Mucho más temprano que tarde, de nuevo se abrirán las anchas alamedas por donde pase el hombre libre para construir una sociedad mejor.

Downton Sole-y

Hace muchísimos años, leí y lloré a mares con La pequeña princesa, mucho antes de saber que había sido una película con Shirley Temple. Lo leí una y otra vez, aquella chiquilla milloneta, que queda huérfana (al papá se lo come un tigre en India, lo hieren en alguna guerra o algo así) y pasa de ser la chineada a la empleada del internado, teniendo que dejar el mejor cuarto, viviendo casi en el ático, limpiando los baños. Una especie de Cenicienta de la era victoriana inglesa. Por cierto, no sufran- vienen spoilers- al final se hace amiga de un sirviente indú que se la presenta al jefe que era muy solillo y muy milloneta y la adopta y todos felices comieron perdices- O el papá aparece. O algo así.

━━━━━━━━

**Ejercicio breve a:**
Copia sin cambios las líneas del listado, desde la primera hasta la que contiene "List every instance of the white", ambas incluidas.

**Datos proporcionados:**
━━━━━━━━

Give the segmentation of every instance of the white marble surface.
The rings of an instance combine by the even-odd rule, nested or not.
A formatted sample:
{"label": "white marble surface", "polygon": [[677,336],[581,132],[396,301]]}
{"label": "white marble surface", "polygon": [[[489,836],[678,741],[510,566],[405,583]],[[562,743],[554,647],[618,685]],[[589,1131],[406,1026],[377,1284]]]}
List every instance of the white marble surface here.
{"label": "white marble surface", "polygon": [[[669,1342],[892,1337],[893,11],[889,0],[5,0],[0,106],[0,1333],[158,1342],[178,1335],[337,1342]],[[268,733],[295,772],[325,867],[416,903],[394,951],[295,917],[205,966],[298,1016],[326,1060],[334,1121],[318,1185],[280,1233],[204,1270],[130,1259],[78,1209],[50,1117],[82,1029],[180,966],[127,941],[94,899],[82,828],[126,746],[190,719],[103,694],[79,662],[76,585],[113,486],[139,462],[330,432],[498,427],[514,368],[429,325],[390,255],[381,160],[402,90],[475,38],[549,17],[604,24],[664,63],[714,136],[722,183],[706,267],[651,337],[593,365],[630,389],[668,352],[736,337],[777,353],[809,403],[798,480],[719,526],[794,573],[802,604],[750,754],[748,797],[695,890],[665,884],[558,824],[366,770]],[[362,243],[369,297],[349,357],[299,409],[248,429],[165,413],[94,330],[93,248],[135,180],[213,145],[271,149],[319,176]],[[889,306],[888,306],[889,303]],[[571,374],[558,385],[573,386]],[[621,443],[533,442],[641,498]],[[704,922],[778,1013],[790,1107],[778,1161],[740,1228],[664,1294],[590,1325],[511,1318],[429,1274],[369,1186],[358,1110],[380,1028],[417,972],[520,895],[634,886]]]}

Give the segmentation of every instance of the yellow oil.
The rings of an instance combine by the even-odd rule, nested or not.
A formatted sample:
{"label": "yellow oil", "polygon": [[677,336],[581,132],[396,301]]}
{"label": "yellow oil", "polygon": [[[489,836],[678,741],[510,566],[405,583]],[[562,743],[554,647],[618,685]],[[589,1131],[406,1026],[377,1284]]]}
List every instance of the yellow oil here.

━━━━━━━━

**Ejercicio breve b:**
Según el texto de la página, ¿qué actriz protagonizó la película de La pequeña princesa?

**Respuesta a:**
Give the segmentation of every instance of the white marble surface.
The rings of an instance combine by the even-odd rule, nested or not.
A formatted sample:
{"label": "white marble surface", "polygon": [[677,336],[581,132],[396,301]]}
{"label": "white marble surface", "polygon": [[[489,836],[678,741],[510,566],[405,583]],[[562,743],[554,647],[618,685]],[[589,1131],[406,1026],[377,1284]]]}
List every instance of the white marble surface here.

**Respuesta b:**
Shirley Temple.